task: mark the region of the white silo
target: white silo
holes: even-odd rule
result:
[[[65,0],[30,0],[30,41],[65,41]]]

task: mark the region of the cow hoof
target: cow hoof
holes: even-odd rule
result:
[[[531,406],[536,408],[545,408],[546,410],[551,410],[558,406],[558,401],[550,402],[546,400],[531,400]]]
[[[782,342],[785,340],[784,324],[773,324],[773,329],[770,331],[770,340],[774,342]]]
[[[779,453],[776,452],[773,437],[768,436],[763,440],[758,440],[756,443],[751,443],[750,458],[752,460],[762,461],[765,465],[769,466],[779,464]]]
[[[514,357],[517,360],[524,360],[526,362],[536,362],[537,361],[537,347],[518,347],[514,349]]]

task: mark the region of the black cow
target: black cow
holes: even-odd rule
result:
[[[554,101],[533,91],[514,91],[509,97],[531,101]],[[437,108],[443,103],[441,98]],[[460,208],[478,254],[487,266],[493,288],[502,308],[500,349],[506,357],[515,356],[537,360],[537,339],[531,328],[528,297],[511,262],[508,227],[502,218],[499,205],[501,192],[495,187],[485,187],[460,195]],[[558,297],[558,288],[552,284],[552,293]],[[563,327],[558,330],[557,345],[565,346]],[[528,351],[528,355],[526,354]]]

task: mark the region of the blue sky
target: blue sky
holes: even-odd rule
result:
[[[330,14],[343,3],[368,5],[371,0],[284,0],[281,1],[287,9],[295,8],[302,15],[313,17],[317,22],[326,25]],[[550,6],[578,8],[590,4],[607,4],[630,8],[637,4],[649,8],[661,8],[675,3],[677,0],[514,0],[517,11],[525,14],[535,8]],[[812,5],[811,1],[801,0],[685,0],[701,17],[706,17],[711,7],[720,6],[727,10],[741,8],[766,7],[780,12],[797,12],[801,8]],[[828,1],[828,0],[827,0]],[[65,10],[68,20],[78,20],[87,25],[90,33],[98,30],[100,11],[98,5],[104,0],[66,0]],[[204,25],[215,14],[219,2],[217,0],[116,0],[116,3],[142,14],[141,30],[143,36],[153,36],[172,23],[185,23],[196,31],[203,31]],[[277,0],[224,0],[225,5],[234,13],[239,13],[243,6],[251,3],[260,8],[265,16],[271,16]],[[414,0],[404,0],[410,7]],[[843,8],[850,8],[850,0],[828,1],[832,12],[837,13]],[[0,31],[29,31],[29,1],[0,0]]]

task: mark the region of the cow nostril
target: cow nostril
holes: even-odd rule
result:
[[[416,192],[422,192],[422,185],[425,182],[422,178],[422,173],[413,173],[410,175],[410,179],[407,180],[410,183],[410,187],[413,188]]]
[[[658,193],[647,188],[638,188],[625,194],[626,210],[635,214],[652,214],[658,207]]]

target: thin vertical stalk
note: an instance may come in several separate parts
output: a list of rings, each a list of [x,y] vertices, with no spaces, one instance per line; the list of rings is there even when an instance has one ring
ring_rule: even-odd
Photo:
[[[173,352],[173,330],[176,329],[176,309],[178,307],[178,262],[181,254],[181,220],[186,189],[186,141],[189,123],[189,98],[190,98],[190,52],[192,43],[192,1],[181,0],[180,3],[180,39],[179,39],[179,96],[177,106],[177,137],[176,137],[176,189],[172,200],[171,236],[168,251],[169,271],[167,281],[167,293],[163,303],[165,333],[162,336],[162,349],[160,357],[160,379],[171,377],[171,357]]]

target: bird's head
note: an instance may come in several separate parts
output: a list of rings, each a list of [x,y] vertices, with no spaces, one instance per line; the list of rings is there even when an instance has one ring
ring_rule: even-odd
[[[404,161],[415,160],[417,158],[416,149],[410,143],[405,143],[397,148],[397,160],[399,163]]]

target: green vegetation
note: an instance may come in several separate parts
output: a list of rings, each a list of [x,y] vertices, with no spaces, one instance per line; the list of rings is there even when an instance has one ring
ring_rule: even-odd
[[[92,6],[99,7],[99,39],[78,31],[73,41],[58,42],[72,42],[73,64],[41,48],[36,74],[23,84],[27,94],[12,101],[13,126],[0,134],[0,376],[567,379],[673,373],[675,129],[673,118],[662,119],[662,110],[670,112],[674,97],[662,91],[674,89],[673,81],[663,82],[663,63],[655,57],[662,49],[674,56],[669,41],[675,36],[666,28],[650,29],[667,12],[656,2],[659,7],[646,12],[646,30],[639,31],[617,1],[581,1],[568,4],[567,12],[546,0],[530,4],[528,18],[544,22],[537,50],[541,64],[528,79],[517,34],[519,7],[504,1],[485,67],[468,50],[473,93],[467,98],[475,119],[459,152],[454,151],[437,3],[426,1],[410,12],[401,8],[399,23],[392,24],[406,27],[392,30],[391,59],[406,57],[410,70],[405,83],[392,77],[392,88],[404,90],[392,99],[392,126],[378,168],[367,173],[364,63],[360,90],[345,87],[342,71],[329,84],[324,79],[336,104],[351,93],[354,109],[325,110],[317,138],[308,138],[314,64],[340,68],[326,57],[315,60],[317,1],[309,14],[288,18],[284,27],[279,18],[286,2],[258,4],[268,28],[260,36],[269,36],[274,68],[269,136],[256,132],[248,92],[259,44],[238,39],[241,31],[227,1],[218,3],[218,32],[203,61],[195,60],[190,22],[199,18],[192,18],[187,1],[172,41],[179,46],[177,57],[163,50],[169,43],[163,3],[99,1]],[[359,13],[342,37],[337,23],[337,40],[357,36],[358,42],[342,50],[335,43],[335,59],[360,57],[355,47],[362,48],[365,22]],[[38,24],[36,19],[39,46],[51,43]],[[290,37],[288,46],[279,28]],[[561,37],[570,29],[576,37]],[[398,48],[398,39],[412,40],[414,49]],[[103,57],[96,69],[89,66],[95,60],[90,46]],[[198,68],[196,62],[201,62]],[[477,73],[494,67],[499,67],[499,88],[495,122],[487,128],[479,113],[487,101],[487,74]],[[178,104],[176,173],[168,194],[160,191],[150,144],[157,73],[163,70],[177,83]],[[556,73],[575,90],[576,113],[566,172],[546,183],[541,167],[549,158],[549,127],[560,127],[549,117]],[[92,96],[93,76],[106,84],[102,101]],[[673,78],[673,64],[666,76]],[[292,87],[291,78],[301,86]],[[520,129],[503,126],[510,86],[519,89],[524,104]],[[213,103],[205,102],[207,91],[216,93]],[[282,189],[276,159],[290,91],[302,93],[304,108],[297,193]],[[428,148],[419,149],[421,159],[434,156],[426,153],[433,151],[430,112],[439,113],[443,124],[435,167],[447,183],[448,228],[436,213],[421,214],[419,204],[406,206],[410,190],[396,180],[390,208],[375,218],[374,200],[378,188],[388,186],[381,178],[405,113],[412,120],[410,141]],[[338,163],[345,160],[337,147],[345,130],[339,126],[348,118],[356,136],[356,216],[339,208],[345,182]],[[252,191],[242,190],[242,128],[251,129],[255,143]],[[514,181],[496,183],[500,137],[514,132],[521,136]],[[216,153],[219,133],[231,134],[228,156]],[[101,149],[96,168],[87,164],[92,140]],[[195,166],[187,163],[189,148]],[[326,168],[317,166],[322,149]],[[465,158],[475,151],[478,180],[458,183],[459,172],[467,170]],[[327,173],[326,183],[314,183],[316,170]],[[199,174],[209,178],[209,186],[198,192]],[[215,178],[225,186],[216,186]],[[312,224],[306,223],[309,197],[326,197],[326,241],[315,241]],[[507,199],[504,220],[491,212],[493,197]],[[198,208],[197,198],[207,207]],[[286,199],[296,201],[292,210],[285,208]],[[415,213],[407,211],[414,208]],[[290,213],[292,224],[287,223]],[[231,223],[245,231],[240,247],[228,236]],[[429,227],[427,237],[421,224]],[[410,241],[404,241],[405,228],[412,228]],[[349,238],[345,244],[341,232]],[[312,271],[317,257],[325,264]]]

--

Short task >> List every line of the material that contains the word "black", matching case exactly.

Problem solution >>
task: mark the region of the black cow
target: black cow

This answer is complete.